= THE TASK =
What follows is a block of records; reproduce all of it verbatim.

= RECORD LIST =

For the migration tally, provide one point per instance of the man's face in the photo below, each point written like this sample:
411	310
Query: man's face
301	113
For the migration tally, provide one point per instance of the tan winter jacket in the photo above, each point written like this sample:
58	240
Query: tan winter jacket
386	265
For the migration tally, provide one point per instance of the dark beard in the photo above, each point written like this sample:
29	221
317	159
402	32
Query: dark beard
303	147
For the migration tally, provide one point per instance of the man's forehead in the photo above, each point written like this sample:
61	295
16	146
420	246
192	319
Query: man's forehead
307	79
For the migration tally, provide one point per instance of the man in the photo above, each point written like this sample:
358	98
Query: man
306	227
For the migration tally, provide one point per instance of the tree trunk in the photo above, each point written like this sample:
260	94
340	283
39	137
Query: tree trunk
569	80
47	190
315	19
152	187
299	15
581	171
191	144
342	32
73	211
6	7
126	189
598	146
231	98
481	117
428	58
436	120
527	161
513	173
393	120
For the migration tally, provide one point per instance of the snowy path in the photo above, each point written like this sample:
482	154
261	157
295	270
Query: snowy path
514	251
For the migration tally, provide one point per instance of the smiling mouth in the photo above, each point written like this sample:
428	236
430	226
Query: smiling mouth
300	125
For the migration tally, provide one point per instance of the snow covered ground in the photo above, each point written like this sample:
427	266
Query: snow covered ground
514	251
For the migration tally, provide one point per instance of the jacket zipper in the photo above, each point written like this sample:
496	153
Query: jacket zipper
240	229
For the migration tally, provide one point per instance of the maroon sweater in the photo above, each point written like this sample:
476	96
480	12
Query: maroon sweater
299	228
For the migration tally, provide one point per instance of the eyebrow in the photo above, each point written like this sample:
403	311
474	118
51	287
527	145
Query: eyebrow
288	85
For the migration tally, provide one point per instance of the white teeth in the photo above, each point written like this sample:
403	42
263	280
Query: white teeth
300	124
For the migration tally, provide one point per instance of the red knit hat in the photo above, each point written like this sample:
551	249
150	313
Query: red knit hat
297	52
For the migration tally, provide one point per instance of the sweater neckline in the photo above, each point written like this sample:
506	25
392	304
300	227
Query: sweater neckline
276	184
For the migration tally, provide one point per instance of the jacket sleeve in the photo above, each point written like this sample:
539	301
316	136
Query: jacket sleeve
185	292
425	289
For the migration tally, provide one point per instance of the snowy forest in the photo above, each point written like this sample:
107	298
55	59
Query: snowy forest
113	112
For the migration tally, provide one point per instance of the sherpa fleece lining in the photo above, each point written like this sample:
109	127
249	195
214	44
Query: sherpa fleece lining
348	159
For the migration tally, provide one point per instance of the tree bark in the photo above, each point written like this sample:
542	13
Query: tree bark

= ANSWER IN FULL =
For the migration tally, provide one point per instance of the man's face in the photo below, each point written like this sample:
411	310
Query: man's face
301	113
For the migration tally, provide one point per instance of the tan winter jacket in the photo above, each point written like this sample:
58	240
Query: tan winter jacket
386	265
For the migration tally, provide one point per instance of the dark beard in the photo above, each point written like this sample:
29	221
317	159
402	32
Query: dark beard
303	147
For the migration tally, provide one point per instance of the man's forehead in the photo above, each point written like this sample:
61	295
16	146
420	246
192	319
Query: man's forehead
307	79
For the migration tally, provide one point per instance of the man in the photo above, each point written like this sample:
358	98
Query: man
306	227
For the migration tally, provide one point per instance of the tree trunk in the photo above, each point written like this sample:
260	94
340	283
39	137
Query: tree trunk
569	80
47	190
315	19
152	187
299	15
581	171
191	144
342	32
73	211
6	7
126	189
598	146
231	98
481	117
428	58
436	120
527	161
513	173
393	120
For the migration tally, provide one point per instance of the snowy path in the photo above, each point written like this sample:
482	154
261	157
295	270
Query: snowy path
514	251
For the migration tally, provide one point per instance of the smiling mouth in the photo above, each point written like this sample:
428	236
430	226
Query: smiling mouth
300	125
For the migration tally, provide one point per instance of the snow covered ground in the photo above, each point written like this sample:
427	266
Query: snow covered ground
514	251
For the migration tally, provide one point per instance of the jacket zipper in the photo above, each point written like this sample:
496	153
Query: jacket zipper
240	229
For the migration tally, provide one point per instance of the maroon sweater in the photo above, each point written like this sample:
476	96
480	12
Query: maroon sweater
299	228
For the migration tally, provide one point per instance of the eyebrow in the photo above, each point written like this sample:
403	311
474	118
51	287
527	145
Query: eyebrow
288	85
For the migration tally, provide one point per instance of the white teeth in the photo above, each point written like this sample:
403	42
263	280
Query: white teeth
300	124
For the migration tally, provide one point per instance of the red knit hat in the photo above, each point written like this sample:
551	249
150	313
Query: red knit hat
297	52
For the migration tally, provide one point per instance of the sweater neckline in the photo above, each point written like this sample:
506	25
392	304
300	227
Query: sweater neckline
276	184
For the migration tally, provide one point per instance of the jacket sleeve in the photo above, each point written like this sample:
539	301
316	136
Query: jacket sleeve
185	292
425	289
For the migration tally, provide one point per instance of the snowy forest in the photo above, each point written like this sample:
107	298
55	59
Query: snowy forest
113	112
For the migration tally, provide one point per instance of the sherpa fleece lining in the photo above, each point written like this sample:
109	127
249	195
214	44
Query: sherpa fleece lining
348	159
For the migration tally, provide one point per instance of the tree bark in the photo above, each point written like this sample:
542	13
Query: tree bark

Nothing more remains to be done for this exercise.